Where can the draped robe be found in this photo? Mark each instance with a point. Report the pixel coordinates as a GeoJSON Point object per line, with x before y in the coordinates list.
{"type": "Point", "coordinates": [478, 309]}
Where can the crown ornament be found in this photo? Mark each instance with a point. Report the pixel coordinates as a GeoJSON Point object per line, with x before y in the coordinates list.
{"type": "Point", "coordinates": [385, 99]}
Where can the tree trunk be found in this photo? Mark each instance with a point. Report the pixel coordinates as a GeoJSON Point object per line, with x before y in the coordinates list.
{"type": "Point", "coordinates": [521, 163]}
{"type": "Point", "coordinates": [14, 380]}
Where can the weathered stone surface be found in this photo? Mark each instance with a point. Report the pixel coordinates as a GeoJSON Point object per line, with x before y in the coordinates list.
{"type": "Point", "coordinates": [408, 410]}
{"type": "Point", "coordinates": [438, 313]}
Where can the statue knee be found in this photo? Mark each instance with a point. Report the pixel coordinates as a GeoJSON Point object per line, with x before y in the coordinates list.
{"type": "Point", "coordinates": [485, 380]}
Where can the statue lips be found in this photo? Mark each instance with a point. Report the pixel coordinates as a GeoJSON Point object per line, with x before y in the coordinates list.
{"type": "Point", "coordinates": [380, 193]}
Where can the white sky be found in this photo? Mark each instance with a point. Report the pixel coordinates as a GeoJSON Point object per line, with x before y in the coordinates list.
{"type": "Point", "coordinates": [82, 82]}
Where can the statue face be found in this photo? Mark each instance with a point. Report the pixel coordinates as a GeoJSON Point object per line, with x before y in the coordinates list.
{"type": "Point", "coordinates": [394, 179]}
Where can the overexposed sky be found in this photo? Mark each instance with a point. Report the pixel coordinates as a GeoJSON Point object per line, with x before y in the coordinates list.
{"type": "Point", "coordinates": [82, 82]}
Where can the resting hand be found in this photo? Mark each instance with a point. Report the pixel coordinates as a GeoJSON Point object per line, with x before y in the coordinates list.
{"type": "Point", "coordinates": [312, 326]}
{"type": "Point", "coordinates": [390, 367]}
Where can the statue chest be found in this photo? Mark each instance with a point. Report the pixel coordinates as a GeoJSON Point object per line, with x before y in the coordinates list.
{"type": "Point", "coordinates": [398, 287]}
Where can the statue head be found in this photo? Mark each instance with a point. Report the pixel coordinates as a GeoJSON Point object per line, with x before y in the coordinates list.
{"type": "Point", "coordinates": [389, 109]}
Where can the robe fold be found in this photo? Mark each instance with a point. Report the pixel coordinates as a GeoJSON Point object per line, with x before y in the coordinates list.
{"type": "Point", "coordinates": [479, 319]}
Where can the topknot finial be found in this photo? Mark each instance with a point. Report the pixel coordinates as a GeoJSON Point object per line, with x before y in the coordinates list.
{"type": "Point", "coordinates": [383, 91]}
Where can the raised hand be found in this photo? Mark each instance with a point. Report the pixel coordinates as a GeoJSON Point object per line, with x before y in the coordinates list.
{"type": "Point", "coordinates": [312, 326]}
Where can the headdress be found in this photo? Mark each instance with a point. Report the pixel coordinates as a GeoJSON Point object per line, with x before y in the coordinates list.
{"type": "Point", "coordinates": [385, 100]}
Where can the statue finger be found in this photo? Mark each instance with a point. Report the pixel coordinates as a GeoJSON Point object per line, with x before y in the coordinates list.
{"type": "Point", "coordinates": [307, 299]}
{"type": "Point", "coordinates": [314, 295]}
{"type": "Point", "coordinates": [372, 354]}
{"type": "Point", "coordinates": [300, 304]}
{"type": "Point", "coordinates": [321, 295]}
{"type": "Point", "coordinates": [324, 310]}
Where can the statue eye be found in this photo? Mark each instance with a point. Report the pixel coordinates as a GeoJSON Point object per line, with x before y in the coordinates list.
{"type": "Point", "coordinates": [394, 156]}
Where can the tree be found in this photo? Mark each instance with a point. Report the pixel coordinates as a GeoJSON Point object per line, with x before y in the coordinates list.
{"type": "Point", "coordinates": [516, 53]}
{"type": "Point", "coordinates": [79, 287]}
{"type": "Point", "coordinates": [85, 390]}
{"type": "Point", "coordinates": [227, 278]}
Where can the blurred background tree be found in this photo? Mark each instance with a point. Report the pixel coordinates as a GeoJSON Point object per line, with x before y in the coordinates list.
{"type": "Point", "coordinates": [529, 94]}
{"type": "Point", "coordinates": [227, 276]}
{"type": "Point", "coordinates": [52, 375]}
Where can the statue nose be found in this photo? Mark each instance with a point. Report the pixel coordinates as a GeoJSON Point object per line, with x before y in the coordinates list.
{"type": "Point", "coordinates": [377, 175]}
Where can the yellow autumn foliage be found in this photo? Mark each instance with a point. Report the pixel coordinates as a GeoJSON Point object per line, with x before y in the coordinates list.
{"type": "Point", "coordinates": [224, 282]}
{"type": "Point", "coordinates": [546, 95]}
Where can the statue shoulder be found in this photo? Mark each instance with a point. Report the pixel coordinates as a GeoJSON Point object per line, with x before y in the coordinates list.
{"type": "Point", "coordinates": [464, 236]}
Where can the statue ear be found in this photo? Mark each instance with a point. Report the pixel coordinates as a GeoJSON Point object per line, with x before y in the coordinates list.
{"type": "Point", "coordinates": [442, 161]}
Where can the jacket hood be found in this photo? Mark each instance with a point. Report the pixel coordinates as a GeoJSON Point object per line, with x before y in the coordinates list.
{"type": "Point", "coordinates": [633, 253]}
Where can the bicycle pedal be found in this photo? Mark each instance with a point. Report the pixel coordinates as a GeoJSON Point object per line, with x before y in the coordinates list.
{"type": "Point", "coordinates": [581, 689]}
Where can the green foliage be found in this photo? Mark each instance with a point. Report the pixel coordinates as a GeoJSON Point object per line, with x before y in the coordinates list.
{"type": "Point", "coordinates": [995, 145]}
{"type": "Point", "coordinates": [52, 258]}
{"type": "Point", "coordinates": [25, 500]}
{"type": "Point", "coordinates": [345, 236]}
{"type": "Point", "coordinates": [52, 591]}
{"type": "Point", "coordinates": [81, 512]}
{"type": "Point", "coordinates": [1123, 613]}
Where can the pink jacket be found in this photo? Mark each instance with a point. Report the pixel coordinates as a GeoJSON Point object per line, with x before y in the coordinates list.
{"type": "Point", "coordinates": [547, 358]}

ACTIVITY: Every entry, written out exactly, is what the response should contain.

ANSWER FOR THE TASK:
Where can the draped robe be found in this photo? Mark each instance with a point. Report the pixel coordinates as a GeoJSON Point object per line, with x before y in the coordinates list.
{"type": "Point", "coordinates": [478, 309]}
Where can the crown ornament be found in this photo? Mark each instance with a point. Report the pixel coordinates as a GeoJSON Point object per line, with x before y in the coordinates list.
{"type": "Point", "coordinates": [385, 99]}
Where can the tree trunk be found in this photo? Mark each instance with a point. Report the pixel coordinates as a GeoJSON Point object per line, with x before y in the coordinates list.
{"type": "Point", "coordinates": [521, 163]}
{"type": "Point", "coordinates": [14, 380]}
Where can the weathered stone surface be found in this photo? Mark each instance with a point. Report the pixel coordinates as a GeoJSON Point object per line, with x before y in the coordinates list.
{"type": "Point", "coordinates": [408, 410]}
{"type": "Point", "coordinates": [438, 313]}
Where can the statue knee be found in this photo? Mark each instance with a point. Report the pixel coordinates as a GeoJSON Point object per line, with x before y in the coordinates list.
{"type": "Point", "coordinates": [485, 380]}
Where can the statue lips be found in this photo? Mark each instance with a point. Report the pixel coordinates as a GeoJSON Point object per line, with x before y in the coordinates list.
{"type": "Point", "coordinates": [380, 193]}
Where can the white sky be found in this photo? Mark each instance with a point. Report the pixel coordinates as a GeoJSON Point object per line, with x before y in the coordinates list.
{"type": "Point", "coordinates": [82, 82]}
Where can the statue face be found in this photo? Mark each instance with a point. Report the pixel coordinates as a GeoJSON Point object per line, with x before y in the coordinates list.
{"type": "Point", "coordinates": [394, 179]}
Where can the overexposed sky be found in this photo? Mark each instance with a point. Report the pixel coordinates as a GeoJSON Point object per line, with x before y in the coordinates list.
{"type": "Point", "coordinates": [82, 82]}
Where can the resting hand be found in this photo? Mark each instance with a point. Report the pixel coordinates as a GeoJSON Point object per line, with x before y in the coordinates list.
{"type": "Point", "coordinates": [312, 326]}
{"type": "Point", "coordinates": [390, 367]}
Where can the statue chest be found in this photo? Mark each instance with a point. Report the pixel coordinates as a GeoJSON Point object per line, with x before y in the coordinates list.
{"type": "Point", "coordinates": [398, 287]}
Where can the statue head be found in this photo? Mark each instance with a point. Report the pixel coordinates as a GeoJSON Point object per line, with x before y in the coordinates list.
{"type": "Point", "coordinates": [389, 109]}
Where can the robe fold be found in this photo? Mark each instance with a point. Report the pixel coordinates as a GeoJSON Point object per line, with x before y in the coordinates list.
{"type": "Point", "coordinates": [479, 319]}
Where can the topknot finial be found in this photo? Mark each instance with a point. Report the pixel coordinates as a GeoJSON Point object per line, with x before y in the coordinates list.
{"type": "Point", "coordinates": [383, 91]}
Where can the raised hand be found in this photo? Mark each instance with a point. Report the pixel coordinates as a GeoJSON Point object per line, with x before y in the coordinates list.
{"type": "Point", "coordinates": [312, 326]}
Where can the headdress be found in this photo? Mark each instance with a point. Report the pixel coordinates as a GeoJSON Point object per line, with x before y in the coordinates list.
{"type": "Point", "coordinates": [385, 100]}
Where can the statue finger be found in this photo? Mark each instance with a point. Report the pixel coordinates as a GeoJSON Point object per line, with x before y in the coordinates list.
{"type": "Point", "coordinates": [307, 299]}
{"type": "Point", "coordinates": [314, 295]}
{"type": "Point", "coordinates": [372, 354]}
{"type": "Point", "coordinates": [300, 304]}
{"type": "Point", "coordinates": [321, 295]}
{"type": "Point", "coordinates": [324, 310]}
Where can the statue eye be found in this photo? Mark each instance with a point. Report the pixel coordinates as a GeoJSON Point object per line, with x before y in the coordinates list.
{"type": "Point", "coordinates": [394, 156]}
Where can the tree be found in this photo? Mark each instance with a point. Report the pixel coordinates as a GeoJSON Point object per line, with x before y in the coordinates list.
{"type": "Point", "coordinates": [516, 53]}
{"type": "Point", "coordinates": [79, 287]}
{"type": "Point", "coordinates": [85, 390]}
{"type": "Point", "coordinates": [227, 278]}
Where can the blurred background tree be found in this photo? Mark each instance with a point. Report the pixel coordinates as a GeoJSON Point object per line, with x before y in the coordinates list.
{"type": "Point", "coordinates": [529, 94]}
{"type": "Point", "coordinates": [227, 276]}
{"type": "Point", "coordinates": [52, 375]}
Where can the statue nose be found in this photo? Mark each instance with a point. Report the pixel coordinates as a GeoJSON Point object per line, with x before y in the coordinates list.
{"type": "Point", "coordinates": [377, 175]}
Where can the yellow autumn foliage be found in this photo? Mark each instance with a point. Report the pixel coordinates as a GeoJSON Point object per line, with x before y in the coordinates list.
{"type": "Point", "coordinates": [224, 282]}
{"type": "Point", "coordinates": [546, 95]}
Where can the statue shoulder be found in this photo? Mark each instance with a point. Report the pixel coordinates as a GeoJSON Point object per line, with x before y in the coordinates list.
{"type": "Point", "coordinates": [464, 236]}
Where can the statue ear be found in this photo? Mark each instance with a point. Report the pixel coordinates as a GeoJSON Point object per line, with x before y in the coordinates list.
{"type": "Point", "coordinates": [442, 161]}
Where can the jacket hood be found in this photo? Mark each instance with a point. Report the pixel coordinates as a GeoJSON Point object per line, with x before y in the coordinates list.
{"type": "Point", "coordinates": [633, 253]}
Where can the bicycle pedal be found in this photo? Mark each instance with a point. Report the pixel coordinates as a GeoJSON Point object per line, with x before y in the coordinates list.
{"type": "Point", "coordinates": [581, 689]}
Where can the green foliage be found in this photo? Mark each instance with a point. Report the pixel coordinates as a GeoJSON Point object per line, with x before y in the coordinates list.
{"type": "Point", "coordinates": [995, 145]}
{"type": "Point", "coordinates": [52, 258]}
{"type": "Point", "coordinates": [25, 500]}
{"type": "Point", "coordinates": [345, 236]}
{"type": "Point", "coordinates": [52, 591]}
{"type": "Point", "coordinates": [81, 512]}
{"type": "Point", "coordinates": [1123, 613]}
Where can the pink jacket be found in this photo? Mark each instance with a point. Report the pixel coordinates as a GeoJSON Point object per line, with x before y in the coordinates list.
{"type": "Point", "coordinates": [547, 358]}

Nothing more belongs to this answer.